Content warning: some photos contain nudity.


All I have to remember from the days of lockdowns are my photos. There are important events and regular occurrences I can recall; when I covered protests and marches, the numerous video games played with friends. Yet I don’t have any vivid memories of these days. I don’t remember how the day started, I don’t know what I did, I don’t know how I felt, I don’t remember the books I read.



I write this as we come to the end of Victoria’s fifth lockdown. And now my mind is once again slipping. The days drag on in my apartment, yet the sunrise and sunset feel only an hour apart. I feel like my morning alarm is going off less than normal. I find random cups of undrunk tea in my room, or my ashtray suddenly filled with cigarettes.


I reread this paragraph and feel as if I'd written it weeks ago.


I look back at the photos I’ve taken in the numerous days under strict lockdown, and I see barely any signs of humanity. There are no masks. No social distancing. Just my mind picturing whatever seemed to convey my fugue state. Random portraits of Scott Morrison from his pressers, the reflective lights from the office buildings beaming into my window, my television playing the news.


Sometimes photos crop up without any memories of taking them. I don’t know how my lightroom ended up with a hundred images of mountain ranges, or when I went to the beach to take photos. I am also oblivious to when I started photographing my television, or how I ended up taking 200 images of porn on my tv...


Every day I take at least 36 photos, or an entire 35mm roll of film. I fear my memories are fading, as they did for my dementia-diagnosed grandmother. So, I take photos to remember, to document the world I was inhabiting. My own visual diary. Yet all these photos show nothing literal, only abstraction. There’s nothing in these lockdown photos, except my crippling anxieties of losing touch with the worlds outside and within my apartment.

┄┄┄┄┄┄┄┄┄┄┄┄┄┄┄┄┄┄┄┄

▸ Set of tasks
**A.** In the lockdown photography piece, how many photos does the writer take each day?
**B.** Which four things about the lockdown days does the lockdown photography piece list, in one sentence, as not remembered or not known?

┄┄┄┄┄┄┄┄┄┄┄┄┄┄┄┄┄┄┄┄

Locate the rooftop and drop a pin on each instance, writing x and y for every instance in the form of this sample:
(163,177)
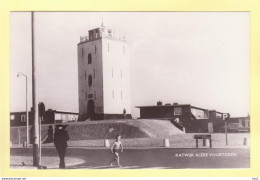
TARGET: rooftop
(102,32)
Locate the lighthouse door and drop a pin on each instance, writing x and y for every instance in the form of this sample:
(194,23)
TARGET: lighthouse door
(91,111)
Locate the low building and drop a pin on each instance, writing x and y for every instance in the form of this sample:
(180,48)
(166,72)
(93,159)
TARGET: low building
(238,124)
(50,117)
(191,118)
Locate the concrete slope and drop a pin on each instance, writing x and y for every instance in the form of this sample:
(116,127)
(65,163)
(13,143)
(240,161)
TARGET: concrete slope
(107,129)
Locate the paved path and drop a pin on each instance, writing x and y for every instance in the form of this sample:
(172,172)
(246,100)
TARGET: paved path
(147,158)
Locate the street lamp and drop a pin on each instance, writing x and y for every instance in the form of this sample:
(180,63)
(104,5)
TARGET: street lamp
(27,119)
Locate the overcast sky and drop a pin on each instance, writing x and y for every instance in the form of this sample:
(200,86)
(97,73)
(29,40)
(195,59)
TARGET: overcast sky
(197,58)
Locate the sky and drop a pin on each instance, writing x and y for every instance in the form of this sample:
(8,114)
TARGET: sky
(197,58)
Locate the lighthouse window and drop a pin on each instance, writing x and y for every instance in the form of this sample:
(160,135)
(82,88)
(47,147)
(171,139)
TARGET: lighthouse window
(89,59)
(89,80)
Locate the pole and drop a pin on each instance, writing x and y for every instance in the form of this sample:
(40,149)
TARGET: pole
(35,108)
(226,132)
(27,120)
(40,141)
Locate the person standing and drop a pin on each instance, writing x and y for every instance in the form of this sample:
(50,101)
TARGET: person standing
(115,149)
(60,141)
(124,113)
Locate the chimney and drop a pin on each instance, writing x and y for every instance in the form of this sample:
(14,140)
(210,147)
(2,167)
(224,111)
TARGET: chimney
(159,103)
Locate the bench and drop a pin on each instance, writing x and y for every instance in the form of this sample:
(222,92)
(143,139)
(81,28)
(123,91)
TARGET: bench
(203,137)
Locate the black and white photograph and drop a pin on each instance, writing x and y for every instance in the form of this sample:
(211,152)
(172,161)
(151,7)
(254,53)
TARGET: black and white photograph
(129,90)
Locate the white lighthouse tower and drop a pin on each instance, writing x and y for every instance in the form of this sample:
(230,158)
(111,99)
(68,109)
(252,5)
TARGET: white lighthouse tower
(103,75)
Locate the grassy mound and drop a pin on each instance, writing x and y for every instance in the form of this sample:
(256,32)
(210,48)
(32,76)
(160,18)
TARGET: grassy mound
(106,129)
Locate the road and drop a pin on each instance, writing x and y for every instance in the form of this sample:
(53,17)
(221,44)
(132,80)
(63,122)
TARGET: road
(162,158)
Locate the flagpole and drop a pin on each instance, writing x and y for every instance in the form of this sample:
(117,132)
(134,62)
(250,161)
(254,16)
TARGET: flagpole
(36,156)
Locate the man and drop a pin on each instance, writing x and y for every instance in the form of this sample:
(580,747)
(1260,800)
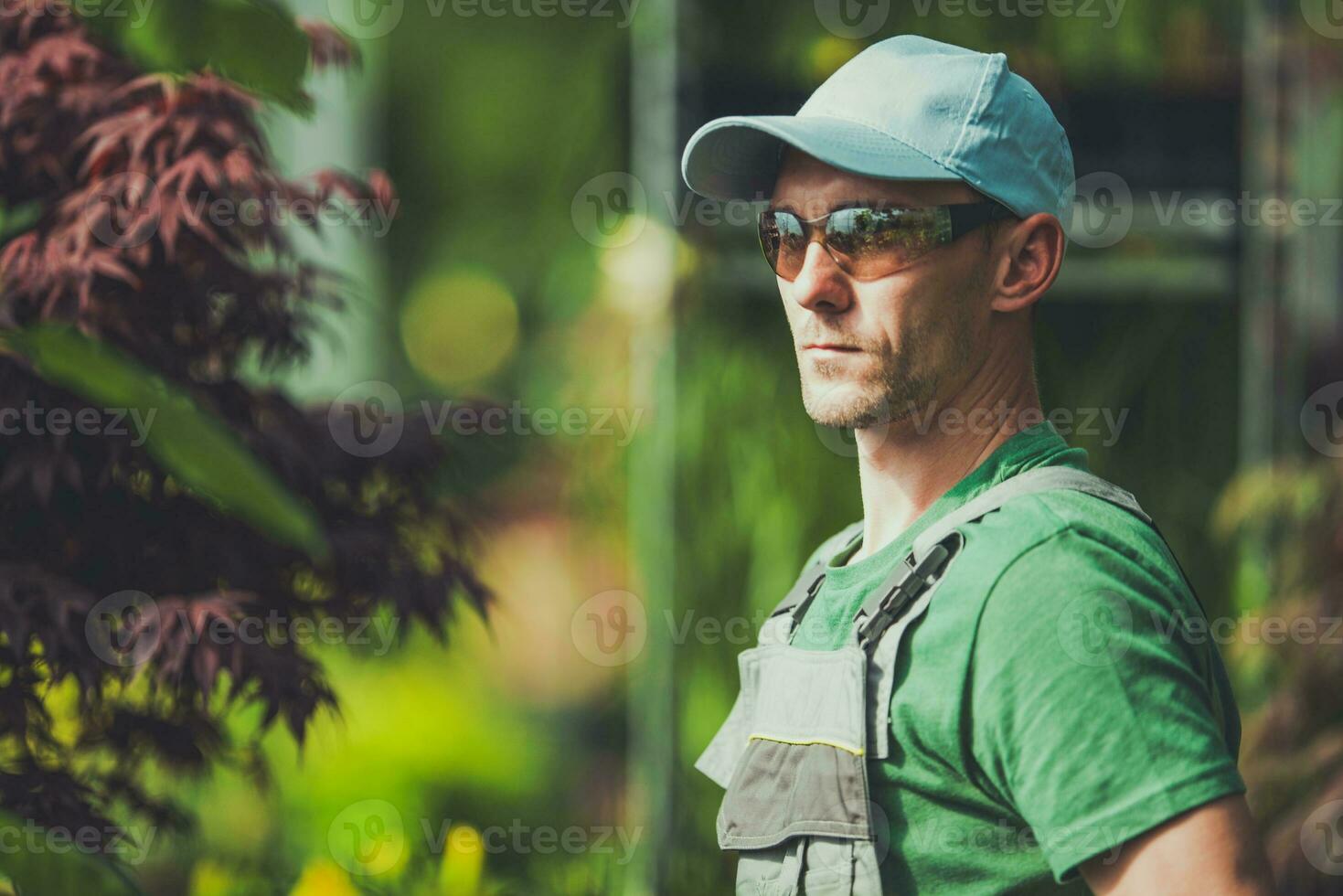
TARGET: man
(1019,712)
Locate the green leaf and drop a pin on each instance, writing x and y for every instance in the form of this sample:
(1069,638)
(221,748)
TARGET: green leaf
(254,43)
(40,861)
(197,448)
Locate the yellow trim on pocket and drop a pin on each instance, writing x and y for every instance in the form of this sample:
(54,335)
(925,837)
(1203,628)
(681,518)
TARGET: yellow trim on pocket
(807,743)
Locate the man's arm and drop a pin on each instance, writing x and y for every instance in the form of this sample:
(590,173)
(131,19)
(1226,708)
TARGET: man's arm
(1210,849)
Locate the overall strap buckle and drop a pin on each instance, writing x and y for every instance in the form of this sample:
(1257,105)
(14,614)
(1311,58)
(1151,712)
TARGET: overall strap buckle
(918,578)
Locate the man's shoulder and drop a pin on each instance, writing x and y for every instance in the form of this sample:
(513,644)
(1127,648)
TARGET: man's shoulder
(1045,546)
(832,546)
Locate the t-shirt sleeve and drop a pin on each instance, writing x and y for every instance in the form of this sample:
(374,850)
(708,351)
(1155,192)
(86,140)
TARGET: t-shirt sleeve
(1094,715)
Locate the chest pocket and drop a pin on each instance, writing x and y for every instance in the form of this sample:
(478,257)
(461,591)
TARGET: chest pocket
(796,804)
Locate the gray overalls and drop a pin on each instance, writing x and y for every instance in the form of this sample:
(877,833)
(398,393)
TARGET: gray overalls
(794,752)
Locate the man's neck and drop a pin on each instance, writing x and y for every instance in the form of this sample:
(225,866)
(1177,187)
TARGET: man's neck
(908,464)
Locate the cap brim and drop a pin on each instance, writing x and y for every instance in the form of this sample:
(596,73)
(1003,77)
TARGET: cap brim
(738,157)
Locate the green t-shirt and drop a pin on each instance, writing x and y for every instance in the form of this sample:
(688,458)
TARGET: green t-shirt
(1048,707)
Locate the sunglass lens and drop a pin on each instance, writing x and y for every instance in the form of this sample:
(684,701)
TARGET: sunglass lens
(783,242)
(876,242)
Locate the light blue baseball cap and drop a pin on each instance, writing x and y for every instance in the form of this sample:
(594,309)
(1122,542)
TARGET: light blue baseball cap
(904,109)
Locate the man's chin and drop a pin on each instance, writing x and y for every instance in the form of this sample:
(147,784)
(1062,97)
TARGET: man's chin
(845,407)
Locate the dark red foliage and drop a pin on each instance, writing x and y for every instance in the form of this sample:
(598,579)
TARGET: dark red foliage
(117,166)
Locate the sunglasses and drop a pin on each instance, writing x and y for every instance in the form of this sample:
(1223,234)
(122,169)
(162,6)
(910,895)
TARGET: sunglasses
(869,243)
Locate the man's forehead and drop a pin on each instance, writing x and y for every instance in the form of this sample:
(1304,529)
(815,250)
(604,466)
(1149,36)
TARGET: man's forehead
(810,186)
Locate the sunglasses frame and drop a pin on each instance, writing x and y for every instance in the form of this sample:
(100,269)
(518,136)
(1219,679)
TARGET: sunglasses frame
(951,223)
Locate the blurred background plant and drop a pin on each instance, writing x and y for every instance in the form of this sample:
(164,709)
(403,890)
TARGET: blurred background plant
(544,258)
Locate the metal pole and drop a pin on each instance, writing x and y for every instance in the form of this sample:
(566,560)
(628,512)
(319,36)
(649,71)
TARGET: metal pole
(653,69)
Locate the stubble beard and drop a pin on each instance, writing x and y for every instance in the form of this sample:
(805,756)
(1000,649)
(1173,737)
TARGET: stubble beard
(890,386)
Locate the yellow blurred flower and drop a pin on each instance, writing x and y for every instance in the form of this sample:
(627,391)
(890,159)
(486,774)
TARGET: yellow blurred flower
(208,879)
(464,860)
(323,878)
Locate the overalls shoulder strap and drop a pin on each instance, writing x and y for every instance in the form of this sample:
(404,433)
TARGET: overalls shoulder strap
(778,626)
(892,607)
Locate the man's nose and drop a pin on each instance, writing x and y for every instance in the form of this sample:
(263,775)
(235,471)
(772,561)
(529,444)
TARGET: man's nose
(821,285)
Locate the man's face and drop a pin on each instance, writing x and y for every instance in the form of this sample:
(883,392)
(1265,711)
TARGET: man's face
(875,351)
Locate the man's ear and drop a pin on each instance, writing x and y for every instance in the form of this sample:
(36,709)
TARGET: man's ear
(1034,254)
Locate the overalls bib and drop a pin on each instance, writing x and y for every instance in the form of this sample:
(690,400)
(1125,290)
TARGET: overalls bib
(794,752)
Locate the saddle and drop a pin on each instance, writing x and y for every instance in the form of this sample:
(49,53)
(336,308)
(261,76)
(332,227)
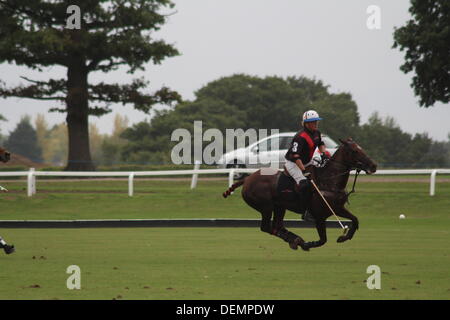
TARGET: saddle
(286,191)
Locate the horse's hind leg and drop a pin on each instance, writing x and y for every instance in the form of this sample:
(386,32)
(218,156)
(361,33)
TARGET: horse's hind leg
(322,231)
(266,225)
(280,231)
(342,212)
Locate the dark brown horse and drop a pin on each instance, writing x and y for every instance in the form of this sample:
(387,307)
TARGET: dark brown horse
(4,155)
(260,192)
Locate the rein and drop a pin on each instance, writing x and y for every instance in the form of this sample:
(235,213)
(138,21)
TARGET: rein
(347,171)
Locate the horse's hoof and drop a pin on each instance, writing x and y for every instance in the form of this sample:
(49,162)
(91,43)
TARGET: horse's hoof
(297,242)
(300,242)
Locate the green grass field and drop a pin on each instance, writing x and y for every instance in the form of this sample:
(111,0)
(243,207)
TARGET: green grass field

┄┄┄┄┄┄┄┄┄┄┄┄┄┄┄┄┄┄┄┄

▸ Answers per task
**A.** At least 36 photos, or an entire 35mm roll of film.

**B.**
- How the day started
- What the writer did
- How the writer felt
- The books the writer read